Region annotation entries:
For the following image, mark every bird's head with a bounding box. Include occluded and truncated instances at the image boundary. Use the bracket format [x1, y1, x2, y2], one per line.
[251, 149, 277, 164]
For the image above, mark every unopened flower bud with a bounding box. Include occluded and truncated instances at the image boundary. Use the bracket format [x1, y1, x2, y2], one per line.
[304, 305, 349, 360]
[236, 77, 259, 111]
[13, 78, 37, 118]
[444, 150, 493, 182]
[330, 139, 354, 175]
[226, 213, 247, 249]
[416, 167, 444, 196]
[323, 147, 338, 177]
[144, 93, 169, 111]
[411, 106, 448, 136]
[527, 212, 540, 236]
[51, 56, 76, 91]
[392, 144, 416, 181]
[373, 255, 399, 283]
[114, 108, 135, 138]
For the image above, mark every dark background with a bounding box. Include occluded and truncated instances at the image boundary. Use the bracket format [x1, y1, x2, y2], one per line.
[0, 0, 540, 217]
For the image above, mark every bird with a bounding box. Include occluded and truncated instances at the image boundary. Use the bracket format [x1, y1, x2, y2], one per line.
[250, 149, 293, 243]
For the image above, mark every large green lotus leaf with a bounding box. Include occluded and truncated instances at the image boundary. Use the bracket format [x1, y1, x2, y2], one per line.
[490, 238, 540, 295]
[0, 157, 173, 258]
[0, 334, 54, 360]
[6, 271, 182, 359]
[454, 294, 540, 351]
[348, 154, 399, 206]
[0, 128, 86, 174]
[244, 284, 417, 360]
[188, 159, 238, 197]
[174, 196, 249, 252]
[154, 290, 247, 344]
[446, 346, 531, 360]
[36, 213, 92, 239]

The request →
Copy all of the material above, line for line, without changing anything.

Written answer →
For the following image, mark every bird's head with a bounding box. Include occluded and truncated instances at the image boundary. Use the bracket format [x1, y1, x2, y2], one per line.
[251, 149, 277, 164]
For the image above, mark every unopened flower bud with a bounding box. Include occluded and truncated instances at the image boundary. Use the bracket format [x1, y1, x2, y2], one per line.
[304, 305, 349, 360]
[236, 77, 259, 111]
[13, 78, 37, 118]
[444, 150, 493, 182]
[330, 139, 354, 175]
[226, 213, 247, 249]
[416, 167, 444, 196]
[323, 147, 338, 177]
[144, 93, 169, 111]
[411, 106, 448, 136]
[527, 212, 540, 236]
[51, 56, 76, 91]
[392, 144, 416, 181]
[373, 255, 399, 283]
[114, 108, 135, 138]
For the image above, mark every dark background with a bounding box. Include occluded and truncated instances at the image boundary. Use the bracket format [x1, y1, x2, y2], one per line.
[0, 0, 540, 217]
For the image above, mark every bird with a bounding box. Include occluded and truncated instances at the image boundary. Use the bracket format [x1, y1, x2, y2], one per line.
[250, 149, 293, 243]
For the image above, mark every large green lotus leaf with a bounding box. Include occluded and truncated instances at the image boundary. Use the bracket format [x1, y1, x2, y2], one per line.
[490, 238, 540, 295]
[0, 157, 173, 258]
[0, 334, 54, 360]
[6, 271, 182, 359]
[454, 294, 540, 351]
[348, 154, 399, 206]
[0, 128, 86, 174]
[244, 284, 417, 360]
[188, 159, 238, 197]
[174, 196, 249, 252]
[154, 290, 247, 344]
[446, 346, 531, 360]
[36, 213, 92, 239]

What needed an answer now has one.